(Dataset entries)
----------

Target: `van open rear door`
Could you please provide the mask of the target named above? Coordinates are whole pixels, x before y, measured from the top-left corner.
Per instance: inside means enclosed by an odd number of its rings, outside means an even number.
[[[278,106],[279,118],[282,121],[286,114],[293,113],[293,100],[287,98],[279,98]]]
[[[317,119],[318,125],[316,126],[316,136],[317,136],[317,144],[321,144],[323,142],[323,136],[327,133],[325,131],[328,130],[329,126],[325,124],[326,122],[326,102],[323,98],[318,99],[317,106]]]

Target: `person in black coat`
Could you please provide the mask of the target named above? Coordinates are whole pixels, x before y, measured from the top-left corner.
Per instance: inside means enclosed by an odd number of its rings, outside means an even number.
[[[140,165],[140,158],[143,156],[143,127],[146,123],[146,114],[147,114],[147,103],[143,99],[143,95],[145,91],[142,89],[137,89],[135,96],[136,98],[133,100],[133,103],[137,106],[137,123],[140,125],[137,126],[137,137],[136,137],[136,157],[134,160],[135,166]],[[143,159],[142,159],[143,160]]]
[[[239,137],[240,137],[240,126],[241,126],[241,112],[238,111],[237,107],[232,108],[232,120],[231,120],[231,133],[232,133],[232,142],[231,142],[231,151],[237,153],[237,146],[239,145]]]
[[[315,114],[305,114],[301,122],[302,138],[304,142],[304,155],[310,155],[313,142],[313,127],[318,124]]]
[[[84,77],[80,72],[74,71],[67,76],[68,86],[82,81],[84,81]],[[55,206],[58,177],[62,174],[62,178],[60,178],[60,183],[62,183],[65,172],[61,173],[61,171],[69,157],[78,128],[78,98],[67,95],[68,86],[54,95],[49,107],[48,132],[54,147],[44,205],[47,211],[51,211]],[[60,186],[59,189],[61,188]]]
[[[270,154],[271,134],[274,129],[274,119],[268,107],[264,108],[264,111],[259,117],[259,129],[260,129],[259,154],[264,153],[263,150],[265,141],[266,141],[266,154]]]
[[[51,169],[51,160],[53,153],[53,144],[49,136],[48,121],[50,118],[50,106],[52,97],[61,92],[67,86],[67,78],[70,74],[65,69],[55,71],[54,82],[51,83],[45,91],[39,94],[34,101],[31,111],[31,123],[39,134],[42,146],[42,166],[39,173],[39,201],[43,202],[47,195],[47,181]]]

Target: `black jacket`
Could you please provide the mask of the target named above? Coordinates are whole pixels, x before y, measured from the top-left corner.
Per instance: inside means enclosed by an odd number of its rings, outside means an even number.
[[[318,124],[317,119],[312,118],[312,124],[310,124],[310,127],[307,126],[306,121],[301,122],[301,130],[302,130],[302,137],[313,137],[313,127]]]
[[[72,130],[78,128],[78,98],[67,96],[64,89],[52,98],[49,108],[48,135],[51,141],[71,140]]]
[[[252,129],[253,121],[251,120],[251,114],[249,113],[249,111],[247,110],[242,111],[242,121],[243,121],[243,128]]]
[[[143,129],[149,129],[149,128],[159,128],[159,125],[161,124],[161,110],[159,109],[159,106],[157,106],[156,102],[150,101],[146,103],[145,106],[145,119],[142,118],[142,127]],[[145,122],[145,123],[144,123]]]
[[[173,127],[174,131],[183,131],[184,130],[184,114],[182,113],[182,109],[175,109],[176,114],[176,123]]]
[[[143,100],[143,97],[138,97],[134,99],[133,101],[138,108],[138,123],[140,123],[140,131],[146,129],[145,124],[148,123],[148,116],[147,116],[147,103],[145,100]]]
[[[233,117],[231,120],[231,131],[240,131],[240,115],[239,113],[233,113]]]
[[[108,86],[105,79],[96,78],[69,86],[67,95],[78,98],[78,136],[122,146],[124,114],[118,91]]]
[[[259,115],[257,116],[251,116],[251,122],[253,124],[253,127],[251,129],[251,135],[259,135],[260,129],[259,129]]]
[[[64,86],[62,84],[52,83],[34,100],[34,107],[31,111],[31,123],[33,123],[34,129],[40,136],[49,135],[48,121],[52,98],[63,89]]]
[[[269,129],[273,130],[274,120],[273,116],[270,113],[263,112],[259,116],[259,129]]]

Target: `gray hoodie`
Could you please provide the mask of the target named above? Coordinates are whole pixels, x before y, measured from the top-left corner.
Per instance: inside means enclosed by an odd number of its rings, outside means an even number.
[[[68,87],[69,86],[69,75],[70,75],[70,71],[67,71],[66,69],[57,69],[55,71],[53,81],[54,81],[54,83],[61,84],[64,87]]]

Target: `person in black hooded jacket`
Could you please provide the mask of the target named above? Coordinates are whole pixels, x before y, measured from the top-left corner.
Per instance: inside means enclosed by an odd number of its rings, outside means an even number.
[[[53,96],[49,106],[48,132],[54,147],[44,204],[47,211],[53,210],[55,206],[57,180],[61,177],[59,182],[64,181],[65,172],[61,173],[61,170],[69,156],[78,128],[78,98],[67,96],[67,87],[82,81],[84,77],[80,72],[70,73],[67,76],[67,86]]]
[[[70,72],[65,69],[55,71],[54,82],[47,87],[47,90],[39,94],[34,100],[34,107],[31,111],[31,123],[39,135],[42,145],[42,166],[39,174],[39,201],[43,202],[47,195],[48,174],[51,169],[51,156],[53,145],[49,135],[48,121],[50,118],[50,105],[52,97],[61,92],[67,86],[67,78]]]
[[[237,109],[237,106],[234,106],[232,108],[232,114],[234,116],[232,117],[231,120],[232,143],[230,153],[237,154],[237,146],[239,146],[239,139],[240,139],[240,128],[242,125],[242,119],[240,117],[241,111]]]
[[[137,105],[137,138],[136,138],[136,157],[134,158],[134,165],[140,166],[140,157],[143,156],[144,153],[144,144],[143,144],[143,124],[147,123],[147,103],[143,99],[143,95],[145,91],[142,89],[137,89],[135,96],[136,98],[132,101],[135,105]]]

----------

Output every record without changing any wording.

▸ Written solution
Target: `van open rear door`
Could you please provide the mask of the target named above? Coordinates are whole pixels, x before y, measured from the top-left corner.
Per instance: inside means enclosed by an odd number of its rings, outside means an even number.
[[[278,106],[279,118],[282,121],[286,114],[293,113],[293,100],[287,98],[279,98]]]
[[[317,119],[318,125],[316,126],[316,136],[317,136],[317,144],[321,144],[323,142],[323,136],[327,133],[325,131],[328,130],[329,126],[325,124],[326,122],[326,102],[323,98],[318,99],[317,106]]]

Target: `person in black coat`
Could you please provide the mask of the target named above? Coordinates are whole pixels, x before y, measured from the top-left corner.
Per instance: inside means enclosed by an odd number of its rings, outside means an even number.
[[[140,165],[140,158],[143,156],[143,127],[146,123],[146,114],[147,114],[147,103],[143,99],[143,95],[145,91],[142,89],[137,89],[135,96],[136,98],[133,100],[133,103],[137,106],[137,123],[140,125],[137,126],[137,137],[136,137],[136,157],[134,160],[135,166]],[[143,159],[142,159],[143,160]]]
[[[239,137],[240,137],[240,126],[241,126],[241,112],[238,111],[237,107],[232,108],[232,120],[231,120],[231,133],[232,133],[232,142],[231,142],[231,151],[237,153],[237,146],[239,145]]]
[[[315,114],[305,114],[301,122],[302,138],[304,142],[304,155],[310,155],[313,142],[313,127],[318,124]]]
[[[84,77],[80,72],[74,71],[67,76],[68,86],[82,81],[84,81]],[[55,206],[58,177],[62,174],[62,178],[60,178],[60,183],[62,183],[65,172],[61,173],[61,171],[69,157],[78,128],[78,98],[67,95],[68,86],[54,95],[49,107],[48,132],[54,147],[44,205],[47,211],[51,211]],[[60,186],[59,189],[61,188]]]
[[[270,154],[271,134],[274,129],[274,119],[268,107],[264,108],[264,111],[259,117],[259,129],[260,129],[259,154],[264,153],[263,150],[265,141],[266,141],[266,154]]]
[[[51,169],[51,160],[53,153],[53,144],[49,136],[48,121],[50,118],[50,106],[52,97],[61,92],[67,86],[67,78],[70,74],[65,69],[55,71],[54,82],[51,83],[45,91],[39,94],[34,101],[31,111],[31,123],[39,134],[42,146],[42,166],[39,173],[39,201],[43,202],[47,195],[47,181]]]

Target: `black jacket`
Could you please provide the mask of the target named above? Coordinates are whole pixels, x before y, measured from the top-left corner.
Per instance: inside means enclosed by an odd number of its rings, outside means an even number.
[[[318,124],[317,119],[312,118],[312,124],[310,124],[310,127],[307,126],[306,121],[301,122],[301,130],[302,130],[302,137],[313,137],[313,127]]]
[[[72,130],[78,128],[78,98],[67,96],[64,89],[52,98],[49,108],[48,135],[51,141],[71,140]]]
[[[252,129],[253,121],[251,120],[251,114],[249,113],[249,111],[247,110],[242,111],[242,121],[243,121],[243,128]]]
[[[143,129],[149,129],[149,128],[159,128],[159,125],[161,124],[161,110],[159,109],[159,106],[157,106],[156,102],[150,101],[146,103],[145,106],[145,119],[142,118],[142,127]],[[145,122],[145,123],[144,123]]]
[[[173,127],[174,131],[183,131],[184,130],[184,114],[182,113],[182,109],[175,109],[176,114],[176,123]]]
[[[143,100],[143,97],[138,97],[134,99],[133,101],[138,108],[138,123],[140,123],[140,131],[146,129],[145,124],[148,123],[148,116],[147,116],[147,103],[145,100]]]
[[[233,117],[231,120],[231,131],[240,131],[240,115],[239,113],[233,113]]]
[[[108,86],[105,79],[96,78],[69,86],[67,95],[78,98],[78,136],[122,146],[124,114],[118,91]]]
[[[259,115],[257,116],[251,116],[251,122],[253,124],[253,127],[251,129],[251,135],[259,135],[260,129],[259,129]]]
[[[64,86],[62,84],[52,83],[34,100],[34,107],[31,111],[31,123],[33,123],[34,129],[40,136],[49,135],[48,121],[52,98],[63,89]]]
[[[269,129],[273,130],[274,120],[273,116],[270,113],[263,112],[259,116],[259,129]]]

Target: `gray hoodie`
Could you please provide the mask of the target named above? Coordinates are whole pixels, x before y, measured from the top-left corner.
Per instance: inside means enclosed by an odd number of its rings, outside means an even number.
[[[68,87],[69,86],[69,75],[70,75],[70,71],[67,71],[66,69],[57,69],[55,71],[53,81],[54,81],[54,83],[61,84],[64,87]]]

Target: `person in black hooded jacket`
Could you please provide the mask of the target named above? Coordinates are whole pixels, x before y, measured from the top-left corner.
Per instance: inside means enclosed by an odd number of its rings, outside means an even number.
[[[53,96],[49,106],[48,132],[54,147],[44,204],[47,211],[53,210],[55,206],[57,180],[61,177],[59,182],[64,181],[65,172],[61,173],[61,170],[69,156],[78,128],[78,98],[67,96],[67,87],[82,81],[84,77],[80,72],[70,73],[67,76],[67,86]]]
[[[70,72],[65,69],[55,71],[54,82],[47,87],[47,90],[39,94],[34,100],[34,107],[31,111],[31,123],[39,135],[42,145],[42,166],[39,174],[39,201],[43,202],[47,195],[48,174],[51,169],[51,156],[53,145],[49,135],[48,121],[50,118],[50,105],[52,97],[61,92],[67,86],[67,78]]]
[[[237,109],[237,106],[234,106],[232,108],[232,114],[234,116],[232,117],[231,120],[232,143],[230,153],[237,154],[237,146],[239,146],[239,139],[240,139],[240,128],[242,125],[242,119],[240,117],[241,111]]]
[[[137,105],[137,138],[136,138],[136,157],[134,158],[134,165],[140,166],[140,157],[143,156],[144,153],[144,144],[143,144],[143,124],[147,123],[147,103],[143,99],[143,95],[145,91],[142,89],[137,89],[135,96],[136,98],[132,101],[135,105]]]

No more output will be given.